What this exercise asks =
**1)** What percentage did gas prices rise over the four months from December to March, according to the inflation forecast?
**2)** Carry on writing the inflation forecast from where it stops.

Extract to read =
———

Inflation Should Ease Temporarily in April
Kiplinger’s latest forecast on inflation
Inflation should temporarily ease in April, now that gasoline prices have retreated from their March highs. Gas prices had risen 31% over the four months from December to March, acting as the main driver of higher inflation during that time. However, consumers who are flush with extra savings and looking to spend it will put upward pressure on many prices the rest of the year. This is what is driving the surge in used-car prices, for example.
Expect overall prices to rise 2.7% in 2021 as the pandemic recedes. Inflation ended 2020 at 1.4%, far below 2019’s 2.3%, but as the pandemic ends, some prices that had been depressed will start to reassert themselves, such as apartment rents, air fares, car rental rates, hotel rates and sports tickets. Core inflation, which excludes the costs of food and energy, will run at about 2.3% in 2021, up from 1.6% at the end of 2020. The Federal Reserve will recognize that this pickup in inflation is the result of temporary factors, and thus will not be tempted to raise short-term interest rates to tamp it down.

———

Given information =
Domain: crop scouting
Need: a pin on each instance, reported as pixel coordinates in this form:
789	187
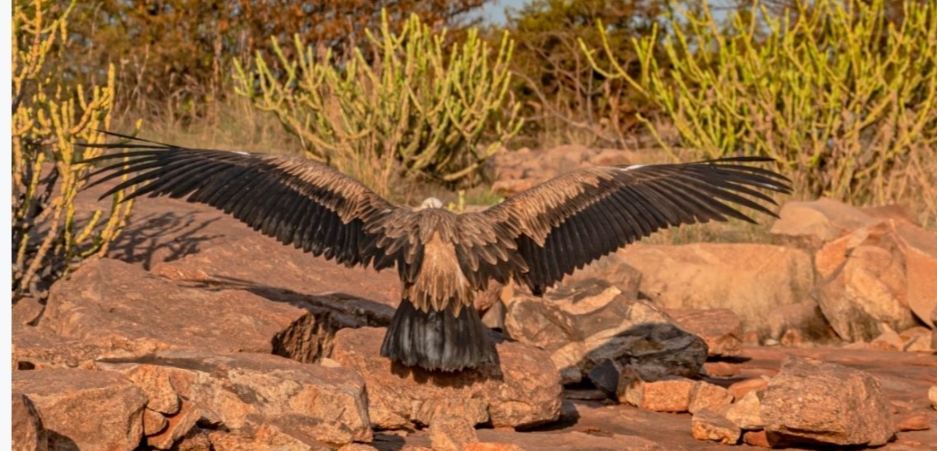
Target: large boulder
748	279
27	431
812	402
243	391
590	323
523	389
85	409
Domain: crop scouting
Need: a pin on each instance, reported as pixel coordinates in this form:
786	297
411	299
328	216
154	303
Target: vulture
443	259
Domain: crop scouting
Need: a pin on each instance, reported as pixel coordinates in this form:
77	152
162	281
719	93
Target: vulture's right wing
575	218
295	200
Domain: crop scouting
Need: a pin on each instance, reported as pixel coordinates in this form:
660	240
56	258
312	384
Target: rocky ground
198	333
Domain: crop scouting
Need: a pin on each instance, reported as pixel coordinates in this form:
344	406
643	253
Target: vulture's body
534	238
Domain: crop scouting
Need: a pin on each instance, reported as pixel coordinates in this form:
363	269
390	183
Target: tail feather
437	340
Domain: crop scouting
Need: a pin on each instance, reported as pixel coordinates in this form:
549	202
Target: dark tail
437	340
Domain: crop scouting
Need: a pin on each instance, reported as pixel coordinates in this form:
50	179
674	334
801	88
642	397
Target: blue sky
494	10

———

Task-by-task results =
**1)** 31%

**2)**
The price of groceries will rise only modestly, though some price levels may remain high. More consumers eating out will reduce demand for groceries. However, the prices of meat, corn, wheat and soybeans will likely continue at high levels for a while.
Medical costs are beginning to bounce back after being depressed last year. Costs should end the year up 4.2%, on average.
The cost of shelter is running lower than normal right now because rent increases have been slowed by the pandemic. Rent has been rising at only a 1.7% annual rate, after coming in above 3% for each of the past five years. House prices are rising strongly, but these are not included in the consumer price index calculation, and won’t start causing steeper rent increases until sometime later this year.